START EXTRACTED MATERIAL

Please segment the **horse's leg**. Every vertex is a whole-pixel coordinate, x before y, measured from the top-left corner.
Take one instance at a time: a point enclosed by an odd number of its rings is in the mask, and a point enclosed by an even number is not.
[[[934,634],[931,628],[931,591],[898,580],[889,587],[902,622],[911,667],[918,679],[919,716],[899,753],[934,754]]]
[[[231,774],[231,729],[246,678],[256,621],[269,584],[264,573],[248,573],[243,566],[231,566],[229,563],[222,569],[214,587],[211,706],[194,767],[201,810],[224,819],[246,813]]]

END EXTRACTED MATERIAL
START EXTRACTED MATERIAL

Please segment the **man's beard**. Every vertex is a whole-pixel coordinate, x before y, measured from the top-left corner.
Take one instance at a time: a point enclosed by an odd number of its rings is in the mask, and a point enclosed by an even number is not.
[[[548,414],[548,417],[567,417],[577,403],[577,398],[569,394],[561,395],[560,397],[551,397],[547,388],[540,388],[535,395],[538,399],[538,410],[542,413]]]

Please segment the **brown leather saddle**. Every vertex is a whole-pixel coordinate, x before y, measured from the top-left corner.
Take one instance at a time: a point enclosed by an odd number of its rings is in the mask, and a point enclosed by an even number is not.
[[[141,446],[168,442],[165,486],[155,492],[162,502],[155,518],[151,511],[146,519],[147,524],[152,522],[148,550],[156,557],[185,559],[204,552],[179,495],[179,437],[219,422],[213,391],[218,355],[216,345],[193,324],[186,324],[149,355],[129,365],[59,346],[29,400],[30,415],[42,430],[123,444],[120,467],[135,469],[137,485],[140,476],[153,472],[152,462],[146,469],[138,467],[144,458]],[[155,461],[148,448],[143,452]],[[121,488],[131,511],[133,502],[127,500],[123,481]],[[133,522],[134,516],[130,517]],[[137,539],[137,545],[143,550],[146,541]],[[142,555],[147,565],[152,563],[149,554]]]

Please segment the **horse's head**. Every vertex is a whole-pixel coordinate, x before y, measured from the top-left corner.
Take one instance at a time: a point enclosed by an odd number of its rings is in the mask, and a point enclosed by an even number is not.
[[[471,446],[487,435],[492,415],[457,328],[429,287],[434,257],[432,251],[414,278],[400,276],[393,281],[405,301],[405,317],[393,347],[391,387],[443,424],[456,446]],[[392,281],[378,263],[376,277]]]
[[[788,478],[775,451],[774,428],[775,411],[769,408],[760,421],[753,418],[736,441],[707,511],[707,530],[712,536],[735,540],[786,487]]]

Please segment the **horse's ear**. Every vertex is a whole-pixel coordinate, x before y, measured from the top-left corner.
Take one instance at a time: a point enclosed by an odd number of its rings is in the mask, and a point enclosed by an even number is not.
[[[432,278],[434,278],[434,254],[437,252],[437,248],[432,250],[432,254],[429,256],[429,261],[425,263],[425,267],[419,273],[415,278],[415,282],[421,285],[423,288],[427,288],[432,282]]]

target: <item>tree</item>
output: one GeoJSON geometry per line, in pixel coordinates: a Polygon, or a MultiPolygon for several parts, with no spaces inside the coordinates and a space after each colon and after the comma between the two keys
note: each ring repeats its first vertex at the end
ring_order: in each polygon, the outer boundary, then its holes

END EXTRACTED MATERIAL

**AIM OF THE TASK**
How many lines of the listing above contain the word "several"? Reply with the number alone.

**RESULT**
1